_CHALLENGE_
Gather every line of the data below that contains the word "hand", treating uppercase and lowercase letters as different.

_INPUT RECORDS_
(begin)

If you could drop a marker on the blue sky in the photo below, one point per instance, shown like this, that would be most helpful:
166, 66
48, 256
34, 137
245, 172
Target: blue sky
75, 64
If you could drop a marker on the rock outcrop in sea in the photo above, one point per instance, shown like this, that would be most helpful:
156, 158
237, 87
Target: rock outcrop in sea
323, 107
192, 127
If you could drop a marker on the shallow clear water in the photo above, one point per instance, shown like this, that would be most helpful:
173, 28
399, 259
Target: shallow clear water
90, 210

(end)
(begin)

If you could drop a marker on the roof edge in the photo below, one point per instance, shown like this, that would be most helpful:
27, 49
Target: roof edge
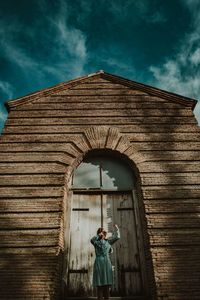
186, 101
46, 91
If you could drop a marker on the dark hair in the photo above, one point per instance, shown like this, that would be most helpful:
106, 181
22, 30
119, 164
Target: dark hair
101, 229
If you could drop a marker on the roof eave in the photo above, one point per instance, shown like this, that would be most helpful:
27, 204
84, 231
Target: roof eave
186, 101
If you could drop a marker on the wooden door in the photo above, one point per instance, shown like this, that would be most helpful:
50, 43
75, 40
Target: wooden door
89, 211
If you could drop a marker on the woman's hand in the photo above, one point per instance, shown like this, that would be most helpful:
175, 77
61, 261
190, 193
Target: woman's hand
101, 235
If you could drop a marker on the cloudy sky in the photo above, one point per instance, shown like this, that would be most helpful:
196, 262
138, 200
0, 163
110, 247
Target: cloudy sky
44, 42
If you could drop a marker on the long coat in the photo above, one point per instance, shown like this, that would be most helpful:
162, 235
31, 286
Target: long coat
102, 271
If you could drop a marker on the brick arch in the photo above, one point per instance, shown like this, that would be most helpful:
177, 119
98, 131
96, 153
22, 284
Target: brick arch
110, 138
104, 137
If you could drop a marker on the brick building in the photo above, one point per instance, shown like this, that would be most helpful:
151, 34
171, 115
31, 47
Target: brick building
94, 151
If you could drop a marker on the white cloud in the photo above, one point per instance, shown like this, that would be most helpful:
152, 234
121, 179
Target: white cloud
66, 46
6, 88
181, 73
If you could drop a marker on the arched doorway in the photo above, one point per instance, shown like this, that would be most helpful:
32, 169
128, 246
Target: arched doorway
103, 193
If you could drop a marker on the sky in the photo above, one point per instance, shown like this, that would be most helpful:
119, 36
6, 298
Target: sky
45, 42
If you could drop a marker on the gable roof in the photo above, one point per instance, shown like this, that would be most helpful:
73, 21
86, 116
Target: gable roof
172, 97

(end)
(begin)

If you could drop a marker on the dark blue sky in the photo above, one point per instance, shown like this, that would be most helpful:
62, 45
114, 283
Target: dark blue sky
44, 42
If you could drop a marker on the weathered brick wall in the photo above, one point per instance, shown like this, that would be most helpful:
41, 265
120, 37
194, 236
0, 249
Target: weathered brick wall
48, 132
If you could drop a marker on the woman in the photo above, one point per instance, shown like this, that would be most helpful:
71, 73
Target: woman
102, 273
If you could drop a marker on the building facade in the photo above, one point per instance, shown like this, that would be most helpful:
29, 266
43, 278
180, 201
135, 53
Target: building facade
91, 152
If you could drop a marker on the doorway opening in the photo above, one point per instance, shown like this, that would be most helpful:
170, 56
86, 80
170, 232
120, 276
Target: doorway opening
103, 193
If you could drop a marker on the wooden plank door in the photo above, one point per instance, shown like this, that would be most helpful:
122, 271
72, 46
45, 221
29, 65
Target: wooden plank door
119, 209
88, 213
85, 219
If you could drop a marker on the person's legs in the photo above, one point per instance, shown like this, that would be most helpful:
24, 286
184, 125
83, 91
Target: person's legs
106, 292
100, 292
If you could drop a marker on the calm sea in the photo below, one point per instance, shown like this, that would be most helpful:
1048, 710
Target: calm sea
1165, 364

(end)

_RESULT OF THIS EXERCISE_
If you could drop a marker on the woman's hand in the photo above, one point per instance, shown like this, that would be most helpful:
Target: woman's hand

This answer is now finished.